══ Materials provided

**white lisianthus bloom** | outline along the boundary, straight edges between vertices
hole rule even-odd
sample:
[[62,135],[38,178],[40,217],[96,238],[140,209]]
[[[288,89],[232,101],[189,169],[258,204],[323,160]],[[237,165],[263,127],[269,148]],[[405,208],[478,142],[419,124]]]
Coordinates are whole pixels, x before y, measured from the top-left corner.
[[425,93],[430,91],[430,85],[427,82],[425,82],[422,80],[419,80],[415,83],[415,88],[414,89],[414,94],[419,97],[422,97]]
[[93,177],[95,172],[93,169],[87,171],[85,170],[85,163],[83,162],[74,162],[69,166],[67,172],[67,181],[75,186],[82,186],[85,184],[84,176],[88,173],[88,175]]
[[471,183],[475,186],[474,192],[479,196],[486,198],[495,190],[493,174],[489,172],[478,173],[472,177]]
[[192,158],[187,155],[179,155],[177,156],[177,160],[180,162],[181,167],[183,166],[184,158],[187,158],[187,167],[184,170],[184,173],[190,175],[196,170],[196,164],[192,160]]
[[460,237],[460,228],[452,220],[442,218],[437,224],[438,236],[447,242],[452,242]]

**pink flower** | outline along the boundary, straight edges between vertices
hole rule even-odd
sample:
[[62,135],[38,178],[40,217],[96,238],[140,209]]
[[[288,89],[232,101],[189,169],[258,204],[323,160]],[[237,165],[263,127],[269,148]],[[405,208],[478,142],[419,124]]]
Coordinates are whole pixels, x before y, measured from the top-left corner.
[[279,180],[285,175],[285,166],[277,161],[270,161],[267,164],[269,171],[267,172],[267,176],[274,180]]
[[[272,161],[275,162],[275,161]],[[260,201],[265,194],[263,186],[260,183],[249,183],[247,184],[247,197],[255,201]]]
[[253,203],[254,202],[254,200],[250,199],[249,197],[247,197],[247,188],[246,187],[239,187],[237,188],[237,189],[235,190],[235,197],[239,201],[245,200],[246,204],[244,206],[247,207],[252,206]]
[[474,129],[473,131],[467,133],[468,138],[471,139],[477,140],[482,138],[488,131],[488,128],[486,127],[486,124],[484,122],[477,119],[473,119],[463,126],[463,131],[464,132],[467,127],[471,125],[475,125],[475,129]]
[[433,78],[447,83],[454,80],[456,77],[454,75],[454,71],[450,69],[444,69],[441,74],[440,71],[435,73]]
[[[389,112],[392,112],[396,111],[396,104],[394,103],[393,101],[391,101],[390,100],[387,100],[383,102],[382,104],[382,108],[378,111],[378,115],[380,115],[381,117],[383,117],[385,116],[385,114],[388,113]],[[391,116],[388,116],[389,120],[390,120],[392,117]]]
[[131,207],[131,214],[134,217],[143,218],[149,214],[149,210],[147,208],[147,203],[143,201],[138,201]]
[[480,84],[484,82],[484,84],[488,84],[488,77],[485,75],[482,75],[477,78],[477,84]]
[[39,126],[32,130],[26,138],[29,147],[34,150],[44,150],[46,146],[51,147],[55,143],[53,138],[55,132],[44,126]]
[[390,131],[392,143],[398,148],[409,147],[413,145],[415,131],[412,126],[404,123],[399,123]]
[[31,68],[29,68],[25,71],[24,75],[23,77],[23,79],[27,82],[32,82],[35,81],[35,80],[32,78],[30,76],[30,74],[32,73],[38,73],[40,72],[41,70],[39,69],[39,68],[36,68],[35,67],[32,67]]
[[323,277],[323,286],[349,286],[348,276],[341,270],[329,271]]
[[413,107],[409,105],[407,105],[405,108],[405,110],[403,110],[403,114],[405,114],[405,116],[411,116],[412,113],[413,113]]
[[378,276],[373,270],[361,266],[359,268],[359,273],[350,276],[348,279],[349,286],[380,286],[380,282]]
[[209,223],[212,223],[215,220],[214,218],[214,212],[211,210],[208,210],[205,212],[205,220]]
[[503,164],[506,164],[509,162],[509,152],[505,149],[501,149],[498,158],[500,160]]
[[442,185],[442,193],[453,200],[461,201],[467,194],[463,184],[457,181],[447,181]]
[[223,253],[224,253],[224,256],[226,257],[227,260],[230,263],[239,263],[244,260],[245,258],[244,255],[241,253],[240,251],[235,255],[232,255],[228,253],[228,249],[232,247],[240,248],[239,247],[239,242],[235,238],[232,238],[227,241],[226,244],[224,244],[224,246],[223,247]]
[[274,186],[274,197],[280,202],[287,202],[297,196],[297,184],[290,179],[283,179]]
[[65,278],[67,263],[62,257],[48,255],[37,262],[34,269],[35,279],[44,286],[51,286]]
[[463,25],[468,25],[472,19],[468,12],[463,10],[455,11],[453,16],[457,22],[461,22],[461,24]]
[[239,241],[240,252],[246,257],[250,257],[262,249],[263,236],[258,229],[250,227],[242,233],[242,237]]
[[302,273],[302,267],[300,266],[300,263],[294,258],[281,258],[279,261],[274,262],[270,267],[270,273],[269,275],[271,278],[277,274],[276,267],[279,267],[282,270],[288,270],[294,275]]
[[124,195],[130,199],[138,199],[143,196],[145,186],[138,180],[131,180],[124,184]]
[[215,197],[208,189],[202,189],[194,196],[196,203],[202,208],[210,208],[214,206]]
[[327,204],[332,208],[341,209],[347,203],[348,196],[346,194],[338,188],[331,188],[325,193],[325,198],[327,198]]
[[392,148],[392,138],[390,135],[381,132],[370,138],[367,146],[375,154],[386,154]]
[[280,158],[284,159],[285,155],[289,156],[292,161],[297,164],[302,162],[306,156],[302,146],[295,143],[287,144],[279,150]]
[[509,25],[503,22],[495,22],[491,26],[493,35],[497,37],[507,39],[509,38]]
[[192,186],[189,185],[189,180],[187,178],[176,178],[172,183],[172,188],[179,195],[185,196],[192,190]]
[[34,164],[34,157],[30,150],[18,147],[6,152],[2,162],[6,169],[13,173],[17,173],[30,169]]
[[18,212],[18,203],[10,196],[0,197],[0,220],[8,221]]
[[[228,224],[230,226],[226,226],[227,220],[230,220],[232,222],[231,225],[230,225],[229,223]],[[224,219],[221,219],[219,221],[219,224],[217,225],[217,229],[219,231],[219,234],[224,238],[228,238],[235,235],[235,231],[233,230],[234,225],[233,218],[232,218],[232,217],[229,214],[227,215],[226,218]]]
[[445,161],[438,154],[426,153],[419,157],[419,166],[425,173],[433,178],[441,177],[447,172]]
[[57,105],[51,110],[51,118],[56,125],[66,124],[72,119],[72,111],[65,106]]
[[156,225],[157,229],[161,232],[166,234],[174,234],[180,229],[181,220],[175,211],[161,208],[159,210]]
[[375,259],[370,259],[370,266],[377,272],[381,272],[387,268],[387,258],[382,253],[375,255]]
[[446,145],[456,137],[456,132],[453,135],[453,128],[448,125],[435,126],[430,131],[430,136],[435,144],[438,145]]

════

Requirement - Quote the material exactly, leaving nothing out.

Response to this exercise -
**white lisianthus bloom** | outline along the boundary, straight edges between vertices
hole rule even-odd
sample:
[[62,135],[38,178],[40,217],[96,238],[140,209]]
[[[288,89],[232,101],[189,169],[258,204],[323,160]],[[237,165],[263,127],[269,148]],[[405,208],[478,142],[419,124]]]
Coordinates are whole pixels, x before y, measured from the top-left corner.
[[425,93],[430,91],[430,85],[427,82],[425,82],[422,80],[419,80],[415,83],[415,88],[414,89],[414,94],[419,97],[422,97]]
[[93,177],[95,172],[93,169],[87,171],[85,170],[85,163],[83,162],[74,162],[69,166],[67,172],[67,181],[75,186],[82,186],[85,184],[84,176],[88,173],[88,175]]
[[471,183],[475,186],[474,192],[479,196],[486,198],[495,190],[493,174],[489,172],[478,173],[472,177]]
[[192,158],[187,155],[179,155],[177,156],[177,160],[180,162],[181,167],[183,166],[184,158],[187,158],[187,167],[184,170],[184,173],[190,175],[196,170],[196,164],[192,160]]
[[460,237],[460,228],[452,220],[442,218],[437,224],[438,236],[447,242],[452,242]]

**pink flower** | outline along the boundary, straight edges between vertices
hole rule even-odd
sample:
[[62,135],[38,178],[40,217],[96,238],[140,209]]
[[[288,89],[232,101],[189,169],[258,204],[323,160]],[[237,165],[263,127],[269,148]],[[405,208],[478,142],[419,124]]]
Coordinates are whole pixels, x before y, measured from the top-left corner.
[[279,180],[285,175],[285,166],[277,161],[270,161],[267,164],[269,171],[267,172],[267,176],[274,180]]
[[[272,161],[275,162],[275,161]],[[260,201],[265,194],[263,186],[260,183],[249,183],[247,184],[247,197],[255,201]]]
[[253,203],[254,202],[254,200],[250,199],[249,197],[247,197],[247,188],[246,187],[239,187],[237,188],[237,189],[235,190],[235,197],[239,201],[245,200],[246,204],[244,206],[247,207],[252,206]]
[[474,129],[473,131],[467,133],[468,138],[471,139],[477,140],[482,138],[488,131],[488,128],[486,127],[486,124],[484,122],[477,119],[473,119],[463,126],[463,131],[464,132],[467,127],[471,125],[475,125],[475,129]]
[[433,78],[447,83],[454,80],[456,77],[454,75],[454,71],[450,69],[444,69],[441,74],[440,71],[435,73]]
[[[389,112],[392,112],[396,111],[396,104],[394,103],[393,101],[391,101],[390,100],[387,100],[383,102],[382,104],[382,108],[378,111],[378,115],[380,115],[381,117],[383,117],[385,116],[385,114],[388,113]],[[391,116],[388,116],[389,120],[390,120],[392,117]]]
[[131,207],[131,214],[134,217],[143,218],[149,214],[149,210],[147,208],[147,203],[143,201],[138,201]]
[[480,84],[484,82],[484,84],[488,84],[488,77],[485,75],[482,75],[477,78],[477,84]]
[[39,126],[32,130],[26,138],[29,147],[34,150],[44,150],[46,146],[51,147],[55,143],[53,138],[55,132],[44,126]]
[[390,131],[392,143],[398,148],[409,147],[413,145],[415,131],[412,126],[404,123],[399,123]]
[[31,68],[29,68],[25,71],[24,75],[23,77],[23,79],[27,82],[32,82],[35,81],[35,80],[32,78],[30,76],[30,74],[32,73],[38,73],[40,72],[41,70],[39,69],[39,68],[36,68],[35,67],[32,67]]
[[323,277],[323,286],[349,286],[348,276],[341,270],[329,271]]
[[413,107],[409,105],[407,105],[405,108],[405,110],[403,110],[403,114],[405,114],[405,116],[411,116],[412,113],[413,113]]
[[378,276],[373,270],[361,266],[359,268],[359,273],[350,276],[348,279],[349,286],[380,286],[380,282]]
[[209,223],[212,223],[215,220],[214,218],[214,212],[211,210],[208,210],[205,212],[205,220]]
[[503,164],[506,164],[509,162],[509,152],[505,149],[501,149],[498,158],[500,160]]
[[442,185],[442,193],[453,200],[461,201],[467,194],[463,184],[457,181],[447,181]]
[[223,253],[224,253],[224,256],[226,257],[227,260],[230,263],[239,263],[244,260],[245,258],[244,255],[241,253],[240,251],[235,255],[232,255],[228,253],[228,249],[232,247],[240,248],[239,247],[239,242],[235,238],[232,238],[227,241],[226,244],[224,244],[224,246],[223,247]]
[[274,186],[274,197],[280,202],[287,202],[297,196],[297,184],[290,179],[283,179]]
[[65,278],[67,263],[62,257],[48,255],[37,262],[34,269],[35,279],[44,286],[51,286]]
[[463,25],[468,25],[472,19],[468,12],[463,10],[455,11],[453,16],[457,22],[461,22],[461,24]]
[[239,241],[240,252],[246,257],[250,257],[262,249],[263,236],[258,229],[250,227],[242,233],[242,237]]
[[302,273],[302,267],[300,266],[300,263],[294,258],[281,258],[279,261],[274,262],[270,267],[270,273],[269,275],[271,278],[277,274],[276,267],[279,267],[282,270],[288,270],[294,275]]
[[124,195],[130,199],[138,199],[143,196],[145,186],[138,180],[131,180],[124,184]]
[[215,197],[208,189],[202,189],[194,196],[196,203],[202,208],[210,208],[214,206]]
[[327,204],[332,208],[341,209],[347,203],[348,196],[346,194],[338,188],[331,188],[325,193],[325,198],[327,198]]
[[392,148],[392,138],[390,135],[381,132],[370,138],[367,146],[375,154],[386,154]]
[[280,158],[284,159],[285,155],[289,156],[292,161],[297,164],[302,162],[306,156],[302,146],[295,143],[287,144],[279,150]]
[[509,25],[503,22],[495,22],[491,26],[493,35],[497,37],[507,39],[509,38]]
[[192,186],[189,185],[189,180],[187,178],[176,178],[172,183],[172,188],[179,195],[185,196],[192,190]]
[[34,164],[34,157],[30,150],[18,147],[6,152],[2,162],[6,169],[13,173],[17,173],[30,169]]
[[18,212],[18,203],[10,196],[0,197],[0,220],[8,221]]
[[[228,224],[230,226],[226,226],[227,220],[230,220],[232,222],[231,225],[230,225],[229,223]],[[224,219],[221,219],[219,221],[219,224],[217,225],[217,229],[219,231],[219,234],[224,238],[228,238],[235,235],[235,231],[233,230],[234,225],[233,218],[232,218],[232,217],[229,214],[227,215],[226,218]]]
[[445,161],[438,154],[426,153],[419,157],[419,166],[425,173],[433,178],[441,177],[447,172]]
[[57,105],[51,110],[51,118],[56,125],[66,124],[72,119],[72,111],[65,106]]
[[156,225],[157,229],[161,232],[166,234],[174,234],[180,229],[181,220],[175,211],[161,208],[159,210]]
[[375,259],[370,259],[370,266],[377,272],[381,272],[387,268],[387,258],[382,253],[375,255]]
[[446,145],[456,137],[456,132],[453,135],[453,128],[448,125],[435,126],[430,131],[430,136],[435,144],[438,145]]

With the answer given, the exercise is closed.